**WORK REQUIRED**: Copy, with no pictures, the line that contains "196 51 L 114" and each line after it down to the end of the entries below, exactly.

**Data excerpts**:
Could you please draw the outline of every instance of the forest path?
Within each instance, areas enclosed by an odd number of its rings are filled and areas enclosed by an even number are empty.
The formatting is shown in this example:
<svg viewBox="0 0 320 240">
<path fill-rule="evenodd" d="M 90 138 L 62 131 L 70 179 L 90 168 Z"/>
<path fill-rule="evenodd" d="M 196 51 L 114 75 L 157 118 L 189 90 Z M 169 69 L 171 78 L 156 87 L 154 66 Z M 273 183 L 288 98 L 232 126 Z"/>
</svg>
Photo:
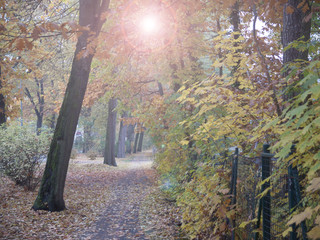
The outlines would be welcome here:
<svg viewBox="0 0 320 240">
<path fill-rule="evenodd" d="M 119 170 L 110 183 L 110 198 L 101 217 L 80 239 L 148 239 L 139 224 L 140 204 L 155 182 L 152 153 L 142 152 L 118 160 Z"/>
</svg>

**RESPONSE BELOW**:
<path fill-rule="evenodd" d="M 196 51 L 114 75 L 157 118 L 189 90 Z M 169 69 L 171 78 L 156 87 L 154 66 Z M 273 183 L 288 98 L 232 126 Z"/>
</svg>
Photo:
The outlines would be welcome here:
<svg viewBox="0 0 320 240">
<path fill-rule="evenodd" d="M 119 170 L 110 183 L 110 198 L 101 217 L 80 239 L 148 239 L 139 224 L 140 204 L 155 182 L 152 153 L 142 152 L 118 160 Z"/>
</svg>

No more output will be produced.